The problem:
Going down the data below, set down exactly the line with "negative clicks: (60, 139)" and each line after it through the line with "147L71 143L60 142L63"; no other lines.

Extracted data entries:

________

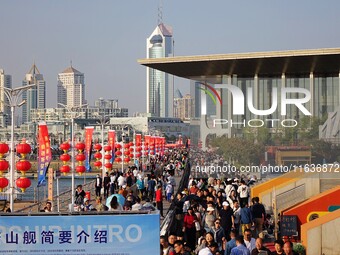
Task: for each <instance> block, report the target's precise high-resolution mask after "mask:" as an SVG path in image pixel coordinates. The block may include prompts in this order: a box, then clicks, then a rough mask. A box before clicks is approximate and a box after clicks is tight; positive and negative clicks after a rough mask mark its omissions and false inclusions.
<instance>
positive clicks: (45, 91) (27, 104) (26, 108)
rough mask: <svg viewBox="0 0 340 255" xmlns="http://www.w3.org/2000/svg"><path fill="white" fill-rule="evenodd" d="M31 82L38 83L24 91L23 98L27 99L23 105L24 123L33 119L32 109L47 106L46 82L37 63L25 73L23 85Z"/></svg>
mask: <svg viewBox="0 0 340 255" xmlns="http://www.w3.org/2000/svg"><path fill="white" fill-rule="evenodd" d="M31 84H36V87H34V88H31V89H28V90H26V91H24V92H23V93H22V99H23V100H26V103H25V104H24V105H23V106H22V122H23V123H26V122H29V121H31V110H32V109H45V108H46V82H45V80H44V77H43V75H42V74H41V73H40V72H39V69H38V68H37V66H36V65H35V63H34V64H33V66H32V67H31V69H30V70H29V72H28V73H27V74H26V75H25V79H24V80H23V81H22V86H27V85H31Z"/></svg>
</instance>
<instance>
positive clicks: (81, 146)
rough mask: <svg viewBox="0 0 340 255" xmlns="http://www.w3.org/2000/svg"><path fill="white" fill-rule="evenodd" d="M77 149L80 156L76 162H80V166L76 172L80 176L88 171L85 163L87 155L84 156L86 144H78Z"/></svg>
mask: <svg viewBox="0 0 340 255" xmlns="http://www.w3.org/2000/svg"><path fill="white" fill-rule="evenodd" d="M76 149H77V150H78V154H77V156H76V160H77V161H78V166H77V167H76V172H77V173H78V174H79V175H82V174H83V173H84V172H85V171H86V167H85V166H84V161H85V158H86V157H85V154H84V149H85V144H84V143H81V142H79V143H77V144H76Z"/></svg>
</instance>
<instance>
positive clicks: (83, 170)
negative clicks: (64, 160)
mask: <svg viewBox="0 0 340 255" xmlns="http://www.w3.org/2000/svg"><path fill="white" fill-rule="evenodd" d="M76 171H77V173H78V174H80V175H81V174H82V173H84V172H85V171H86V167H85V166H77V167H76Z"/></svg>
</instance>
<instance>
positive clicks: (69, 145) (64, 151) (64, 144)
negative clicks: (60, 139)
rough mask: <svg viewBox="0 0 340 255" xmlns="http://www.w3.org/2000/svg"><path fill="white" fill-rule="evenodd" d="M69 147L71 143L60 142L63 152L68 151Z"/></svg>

________

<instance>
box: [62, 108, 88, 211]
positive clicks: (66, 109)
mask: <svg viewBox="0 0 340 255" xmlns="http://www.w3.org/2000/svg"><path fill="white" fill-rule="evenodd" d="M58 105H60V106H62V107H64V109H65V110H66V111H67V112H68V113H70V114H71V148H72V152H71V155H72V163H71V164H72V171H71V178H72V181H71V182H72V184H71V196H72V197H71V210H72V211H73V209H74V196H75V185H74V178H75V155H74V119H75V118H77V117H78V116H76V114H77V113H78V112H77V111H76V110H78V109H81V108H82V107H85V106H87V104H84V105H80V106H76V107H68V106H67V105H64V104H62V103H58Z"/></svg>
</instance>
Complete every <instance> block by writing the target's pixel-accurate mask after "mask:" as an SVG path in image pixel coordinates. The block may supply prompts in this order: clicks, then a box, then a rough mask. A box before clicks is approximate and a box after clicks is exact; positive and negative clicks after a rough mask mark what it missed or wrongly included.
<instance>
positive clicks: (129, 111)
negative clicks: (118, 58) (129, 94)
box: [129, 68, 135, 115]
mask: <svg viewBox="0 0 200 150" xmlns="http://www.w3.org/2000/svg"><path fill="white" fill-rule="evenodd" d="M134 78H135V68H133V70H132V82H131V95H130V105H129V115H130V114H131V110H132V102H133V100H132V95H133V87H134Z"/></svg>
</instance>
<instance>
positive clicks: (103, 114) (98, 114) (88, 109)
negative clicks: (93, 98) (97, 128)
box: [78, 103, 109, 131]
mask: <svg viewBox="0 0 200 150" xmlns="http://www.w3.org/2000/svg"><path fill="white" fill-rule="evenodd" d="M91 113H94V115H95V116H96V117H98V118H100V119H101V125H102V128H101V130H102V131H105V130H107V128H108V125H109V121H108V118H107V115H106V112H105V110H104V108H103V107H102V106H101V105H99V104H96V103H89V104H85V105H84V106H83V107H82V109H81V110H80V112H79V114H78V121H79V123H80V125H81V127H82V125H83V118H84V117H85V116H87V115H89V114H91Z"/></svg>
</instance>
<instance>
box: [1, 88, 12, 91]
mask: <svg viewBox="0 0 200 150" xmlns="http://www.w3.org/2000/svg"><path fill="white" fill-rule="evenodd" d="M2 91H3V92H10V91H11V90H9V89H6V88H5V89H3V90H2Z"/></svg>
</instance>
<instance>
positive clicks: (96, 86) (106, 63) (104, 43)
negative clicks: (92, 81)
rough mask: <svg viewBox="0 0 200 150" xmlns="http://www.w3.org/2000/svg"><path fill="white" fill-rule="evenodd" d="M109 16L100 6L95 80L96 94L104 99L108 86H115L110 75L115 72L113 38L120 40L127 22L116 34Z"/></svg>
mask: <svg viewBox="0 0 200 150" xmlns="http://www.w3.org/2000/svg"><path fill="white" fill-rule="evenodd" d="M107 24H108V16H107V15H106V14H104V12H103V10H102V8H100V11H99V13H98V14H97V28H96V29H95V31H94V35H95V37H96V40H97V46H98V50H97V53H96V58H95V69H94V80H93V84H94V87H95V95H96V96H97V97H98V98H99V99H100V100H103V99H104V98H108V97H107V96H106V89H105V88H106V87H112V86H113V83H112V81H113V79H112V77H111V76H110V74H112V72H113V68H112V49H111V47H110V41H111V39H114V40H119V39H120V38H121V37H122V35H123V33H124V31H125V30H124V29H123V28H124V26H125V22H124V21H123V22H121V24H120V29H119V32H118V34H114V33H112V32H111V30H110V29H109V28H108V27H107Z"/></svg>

________

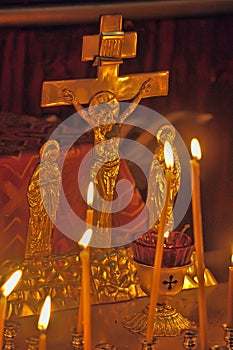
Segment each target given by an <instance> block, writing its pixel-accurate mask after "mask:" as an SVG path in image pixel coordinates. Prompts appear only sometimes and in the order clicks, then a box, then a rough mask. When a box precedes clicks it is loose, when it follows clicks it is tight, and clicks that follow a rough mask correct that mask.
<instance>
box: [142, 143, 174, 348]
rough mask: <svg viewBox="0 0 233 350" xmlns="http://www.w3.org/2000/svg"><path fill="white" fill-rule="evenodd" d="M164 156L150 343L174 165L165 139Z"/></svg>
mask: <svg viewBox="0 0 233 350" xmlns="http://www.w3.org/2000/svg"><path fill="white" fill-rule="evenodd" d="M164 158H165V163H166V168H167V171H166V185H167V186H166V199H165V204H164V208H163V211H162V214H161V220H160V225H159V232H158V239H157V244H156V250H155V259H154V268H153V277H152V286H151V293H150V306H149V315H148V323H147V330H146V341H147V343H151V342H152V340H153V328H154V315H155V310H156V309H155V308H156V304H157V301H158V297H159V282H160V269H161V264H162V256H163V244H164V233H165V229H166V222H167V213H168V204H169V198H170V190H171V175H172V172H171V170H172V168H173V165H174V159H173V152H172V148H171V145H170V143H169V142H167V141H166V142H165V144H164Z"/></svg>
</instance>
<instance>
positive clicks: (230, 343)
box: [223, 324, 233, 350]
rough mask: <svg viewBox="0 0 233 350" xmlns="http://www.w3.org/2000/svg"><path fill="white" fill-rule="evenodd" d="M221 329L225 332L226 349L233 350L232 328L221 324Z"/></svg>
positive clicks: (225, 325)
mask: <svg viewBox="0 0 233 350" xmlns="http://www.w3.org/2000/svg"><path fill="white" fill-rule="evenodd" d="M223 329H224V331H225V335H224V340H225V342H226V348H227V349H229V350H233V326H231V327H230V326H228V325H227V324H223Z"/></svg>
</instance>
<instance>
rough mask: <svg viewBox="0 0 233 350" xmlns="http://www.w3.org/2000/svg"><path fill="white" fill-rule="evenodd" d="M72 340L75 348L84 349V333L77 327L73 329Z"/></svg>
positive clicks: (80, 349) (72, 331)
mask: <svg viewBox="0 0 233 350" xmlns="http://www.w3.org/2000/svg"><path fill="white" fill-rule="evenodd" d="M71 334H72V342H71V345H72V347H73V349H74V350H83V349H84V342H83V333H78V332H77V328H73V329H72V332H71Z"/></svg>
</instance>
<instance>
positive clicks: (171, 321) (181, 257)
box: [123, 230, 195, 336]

________

Answer below:
negative clicks: (60, 139)
rough mask: <svg viewBox="0 0 340 255" xmlns="http://www.w3.org/2000/svg"><path fill="white" fill-rule="evenodd" d="M69 147L71 143L60 142L63 152L68 151Z"/></svg>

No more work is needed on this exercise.